- _Aim_: Please pick up the text below on memes and social media platforms and continue it from its last sentence.

- _Document text_:
■ ■ ■
To understand memes, we must understand the functions of the platforms that give way to them. The structural elements implicit in social networks play an integral role in the kinds of memes that are cultivated and produced in a given space and the function those memes serve as reactions, as cultural signals, as tools for indoctrination or as simply innocent units of humor. 

 

4chan is an anonymous image and message board site, founded by a then-15-year-old Christopher Poole in 2003. Today, 4chan is primarily frequented by members of the radical right, internet trolls and pre-teen "shitposters." There are separate boards dedicated to specific topics where users are able to post text and image-based content. The anonymous interface of the platform makes it an appealing space for hate groups and trolls to coalesce as vulgar topics and comments fester unopposed. Back in the day, however, it was a space for users from all corners of the political (or apolitical) spectrum to explore ideas and share information.

 

Launched a year before Facebook, 4chan quickly became a space for users to share images and discuss common interests like anime, popular culture, coding and oftentimes, pornography. 4chan, anonymous and decentralized in nature, not surprisingly gave birth to groups like Anonymous, the international "hacktivist" collective, which is anarchic and anti-fascist in nature, known for a variety of cyber attacks against a slew of governments, corporations and terrorist organizations like the Ku Klux Klan. 

 

The site thrived, as it still does, off of the freedom anonymity offers users to interact and discuss without rules. It grew increasingly crude, however, and now the majority of 4chan posts are racist, (insert term)-phobic or simply vulgar, with images and gifs to match. But, 4chan is the original meme capital of the internet, so it will be referenced (a lot). 

 

Also instrumental in the meme game have been Tumblr, Reddit, Youtube, Twitter, Facebook, Instagram and most recently the Gen Z favorite: TikTok. 

 

Understanding the platform is essential to fully understanding the meme. This distinct, encoded language is particularly characteristic of the “in-group” “out-group” mentalities that often accompany memes. Considering the function of an anonymous message board like 4chan, for example, it makes sense that memes will be used as reaction images to interact with other users in a forum-like framework but it also makes sense that memes will illustrate or nod to increasingly extreme and hateful rhetoric as users can hide behind the veil of anonymity within this niche platform that serves as a community center or breeding ground for hate speech and trolling. 

 

The memes on 4chan will vary significantly from the memes on say Facebook, where the entire platform is structured around displaying personal identity — there, memes will likely illustrate more personal messaging. On platforms which are structured to streamline community-building based on specific topics and interests like Twitter, memes will be more geared toward signalling alignment but also more jarring as hashtag-organization is coupled with the fueling force of the attention economy. Instagram is siloed so users will have more control over which pages they want to follow or subscribe to making the memes more intricate, nuanced and heavily referential, and so on.
■ ■ ■
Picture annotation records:
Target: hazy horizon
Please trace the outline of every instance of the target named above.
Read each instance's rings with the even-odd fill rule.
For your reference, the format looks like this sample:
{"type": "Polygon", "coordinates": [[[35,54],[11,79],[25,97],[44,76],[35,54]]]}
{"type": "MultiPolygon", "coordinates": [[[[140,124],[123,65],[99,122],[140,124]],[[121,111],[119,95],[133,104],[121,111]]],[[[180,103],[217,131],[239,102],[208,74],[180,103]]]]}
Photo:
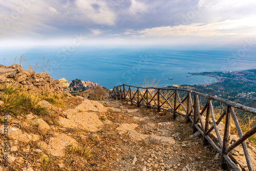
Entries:
{"type": "Polygon", "coordinates": [[[256,42],[255,7],[252,0],[1,1],[0,46],[243,46],[256,42]]]}

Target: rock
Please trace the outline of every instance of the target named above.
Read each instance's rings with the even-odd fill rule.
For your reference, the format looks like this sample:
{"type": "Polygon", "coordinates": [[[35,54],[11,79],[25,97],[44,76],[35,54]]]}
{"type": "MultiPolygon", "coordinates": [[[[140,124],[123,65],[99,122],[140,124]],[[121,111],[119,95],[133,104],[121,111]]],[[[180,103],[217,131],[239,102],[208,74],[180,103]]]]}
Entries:
{"type": "Polygon", "coordinates": [[[137,120],[139,120],[139,121],[143,121],[143,120],[145,120],[145,118],[141,118],[141,117],[137,117],[137,116],[134,116],[133,117],[133,119],[137,120]]]}
{"type": "Polygon", "coordinates": [[[30,114],[28,114],[27,115],[26,119],[28,120],[33,120],[35,118],[35,117],[33,115],[32,113],[30,114]]]}
{"type": "Polygon", "coordinates": [[[98,136],[97,135],[95,134],[91,134],[89,135],[89,138],[94,141],[99,141],[100,140],[100,139],[99,138],[99,136],[98,136]]]}
{"type": "MultiPolygon", "coordinates": [[[[5,130],[4,125],[0,126],[0,133],[4,134],[5,130]]],[[[37,135],[23,133],[23,132],[17,127],[11,126],[8,126],[8,136],[15,140],[27,143],[28,141],[36,141],[39,140],[40,137],[37,135]]]]}
{"type": "Polygon", "coordinates": [[[178,116],[177,116],[176,120],[181,122],[185,122],[187,121],[186,118],[181,115],[179,115],[178,116]]]}
{"type": "Polygon", "coordinates": [[[16,146],[13,146],[11,147],[11,152],[16,152],[18,151],[18,148],[16,146]]]}
{"type": "Polygon", "coordinates": [[[62,164],[58,164],[58,167],[59,167],[59,168],[64,168],[64,166],[62,164]]]}
{"type": "Polygon", "coordinates": [[[132,163],[132,165],[134,165],[135,164],[136,162],[137,161],[137,157],[136,156],[134,155],[134,157],[133,159],[133,162],[132,163]]]}
{"type": "Polygon", "coordinates": [[[67,118],[59,117],[58,122],[65,128],[78,129],[95,132],[104,124],[98,115],[93,112],[78,112],[76,109],[70,109],[66,112],[67,118]]]}
{"type": "Polygon", "coordinates": [[[111,125],[111,124],[113,124],[113,122],[109,120],[105,120],[103,121],[103,122],[104,122],[104,123],[106,124],[111,125]]]}
{"type": "Polygon", "coordinates": [[[116,130],[127,133],[129,131],[134,130],[139,125],[135,123],[122,123],[116,130]]]}
{"type": "Polygon", "coordinates": [[[52,104],[51,103],[45,100],[39,101],[38,104],[47,108],[50,108],[52,106],[52,104]]]}
{"type": "Polygon", "coordinates": [[[38,126],[38,129],[41,131],[48,131],[51,129],[51,127],[42,118],[36,119],[32,123],[33,124],[37,125],[38,126]]]}
{"type": "Polygon", "coordinates": [[[195,134],[194,134],[194,136],[198,136],[199,135],[201,135],[200,132],[199,131],[197,131],[195,134]]]}
{"type": "Polygon", "coordinates": [[[40,149],[33,149],[33,152],[36,153],[42,153],[42,150],[40,149]]]}
{"type": "Polygon", "coordinates": [[[102,104],[97,101],[86,99],[81,104],[76,108],[77,110],[85,112],[105,112],[108,108],[104,107],[102,104]]]}
{"type": "Polygon", "coordinates": [[[76,96],[76,97],[79,98],[79,99],[85,99],[84,97],[83,97],[80,96],[76,96]]]}
{"type": "Polygon", "coordinates": [[[12,157],[12,156],[8,155],[8,162],[10,164],[13,163],[16,160],[16,157],[12,157]]]}
{"type": "Polygon", "coordinates": [[[169,122],[158,123],[158,124],[162,126],[167,126],[167,125],[170,125],[173,123],[174,123],[173,122],[169,122]]]}
{"type": "Polygon", "coordinates": [[[31,167],[28,168],[27,170],[28,171],[34,171],[34,169],[31,167]]]}
{"type": "Polygon", "coordinates": [[[184,167],[181,171],[191,171],[189,168],[189,165],[187,164],[185,167],[184,167]]]}
{"type": "Polygon", "coordinates": [[[54,137],[50,138],[50,142],[46,149],[54,156],[64,156],[65,149],[67,146],[78,145],[74,139],[66,134],[55,133],[54,135],[54,137]]]}
{"type": "Polygon", "coordinates": [[[165,116],[167,117],[168,118],[172,117],[173,116],[173,114],[172,113],[171,113],[170,112],[167,112],[166,113],[166,114],[165,114],[165,116]]]}
{"type": "Polygon", "coordinates": [[[218,158],[219,158],[219,156],[220,156],[220,153],[218,153],[216,154],[216,155],[215,155],[215,157],[214,158],[214,159],[215,160],[217,160],[218,158]]]}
■ ■ ■
- _Exercise output_:
 

When it comes to political education, traditionally Instagram and increasingly TikTok are particularly central platforms, especially for Gen Z users.

 

 

 

 

 

 

 

 

 

 

 

 

 

 

 

 

 

 

 

 

 

 

 

 

 

 

But Instagram has the structural framework to encourage the engagement with and adoption of particular ideologies, whereas TikTok is more a broadcast network for far-reaching and near-instantaneous spread. In his 2018 study of Politigram (political-Instagram) titled “Politigram & the Post-Left,” Joshua Citarella, New York-based artist and researcher specializing in online communities, illustrates the connections between community, framework for interaction and collective education. He explores the fine lines between political posting as a means for virtue-signaling versus genuine indoctrination or ideological conversion. 

 

“In my understanding of how these spaces work as an informal pipeline to political education, it is heavily reliant on the communities that exist within the platforms — not just in terms of what people post and what you see, but also the communication infrastructure group DMs, especially discord servers, related spaces, Reddit, what have you,” explains Citarella. “My understanding is that some of these memes on TikTok get boosted and they blow up really quickly. But I don't think there's the same robust kind of intellectual debate and stimulation that Instagram group DMs have.” 

Although the consumption of content on TikTok might not translate to tangible pipeline radicalization or political conversion as measured by physical engagement with political ideas, there's no denying that consuming a monolith of content translates to a subsequent cultural shift that will inadvertently change the attitudes of users offline. 

 

Just as certain people are able to recognize all of the complex elements, references and associations packed into and evocative of the term “anarcho-primitivism,” for example, memes and meme culture act in the same way. 

 

“One thing that you’ve seen over the last decade is that internet memes have become more distributed in the sense that they are popping up in more places and on bigger platforms. A decade ago, they were on these really small niche platforms, 4chan and then Reddit and then Tumblr,” explains Milner. “But now the place where you get the biggest meme accounts is on Instagram which obviously everybody is on. They are more distributed, and they are more versatile in that way and so their meanings can be more versatile.”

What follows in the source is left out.